= Passage provided =
=== Section Start ===

The rationale for "virus hunting" is to create advance vaccines. However, you cannot safely test a vaccine for a novel, deadly pathogen on healthy humans. This makes the knowledge unactionable for prevention, while creating immense risk by bringing dangerous pathogens into leaky labs and publicizing their existence.
The Deep Vision project, which had the potential to "cancel civilization," was conceived by well-intentioned officials at USAID, not malicious actors. This reveals that catastrophic risk can emerge from groups trying to solve problems, who are completely blind to the dangerous second-order effects of their work.
Deep Vision's plan to publish the genomes of deadly viruses would effectively give the "killing power of a nuclear arsenal" to an estimated 30,000 unvetted individuals with synthetic biology skills. In the bio-age, openly publishing certain information can be a greater security threat than physical weapons.

=== Section End ===

= Data section =
=== Section Start ===

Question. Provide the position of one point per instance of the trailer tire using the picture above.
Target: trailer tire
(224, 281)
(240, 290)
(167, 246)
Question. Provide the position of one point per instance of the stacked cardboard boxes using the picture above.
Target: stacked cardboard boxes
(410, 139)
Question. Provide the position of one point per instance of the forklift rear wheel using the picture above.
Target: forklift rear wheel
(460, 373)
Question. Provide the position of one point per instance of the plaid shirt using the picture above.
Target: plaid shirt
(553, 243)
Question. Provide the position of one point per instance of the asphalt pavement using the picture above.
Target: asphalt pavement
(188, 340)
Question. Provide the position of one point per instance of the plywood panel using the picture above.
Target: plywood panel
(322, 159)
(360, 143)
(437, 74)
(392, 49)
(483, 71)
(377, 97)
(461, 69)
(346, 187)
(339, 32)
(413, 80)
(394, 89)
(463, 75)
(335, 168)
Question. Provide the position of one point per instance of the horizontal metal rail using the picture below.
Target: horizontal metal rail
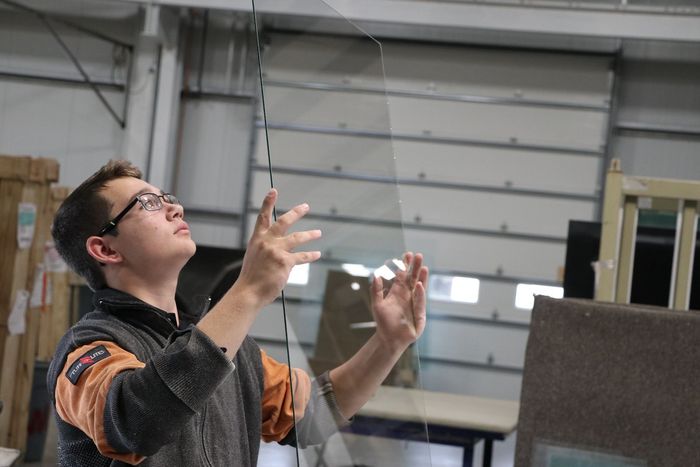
(424, 183)
(61, 79)
(510, 101)
(430, 227)
(638, 127)
(517, 146)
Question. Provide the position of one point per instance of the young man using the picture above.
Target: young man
(135, 382)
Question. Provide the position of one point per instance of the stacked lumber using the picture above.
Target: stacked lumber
(34, 290)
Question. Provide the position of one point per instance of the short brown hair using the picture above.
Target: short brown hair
(83, 213)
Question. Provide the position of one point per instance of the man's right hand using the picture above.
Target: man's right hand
(270, 255)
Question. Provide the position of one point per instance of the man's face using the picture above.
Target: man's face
(148, 241)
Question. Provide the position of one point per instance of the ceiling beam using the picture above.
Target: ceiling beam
(614, 22)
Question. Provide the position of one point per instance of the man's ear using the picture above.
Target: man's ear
(100, 249)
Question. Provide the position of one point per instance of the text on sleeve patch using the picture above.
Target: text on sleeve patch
(85, 361)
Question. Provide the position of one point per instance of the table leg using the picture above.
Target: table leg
(468, 455)
(488, 452)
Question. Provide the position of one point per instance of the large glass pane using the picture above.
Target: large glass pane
(325, 139)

=== Section End ===

= Tasks and exercises =
[1] List every phrase that the passage on virus hunting sets off in quotation marks.
[2] Reproduce the passage on virus hunting word for word from "Deep Vision's plan" to "than physical weapons.", inclusive.
None of the entries are needed to work with the passage on virus hunting.

= Responses in order =
[1]
- "virus hunting"
- "cancel civilization"
- "killing power of a nuclear arsenal"

[2]
Deep Vision's plan to publish the genomes of deadly viruses would effectively give the "killing power of a nuclear arsenal" to an estimated 30,000 unvetted individuals with synthetic biology skills. In the bio-age, openly publishing certain information can be a greater security threat than physical weapons.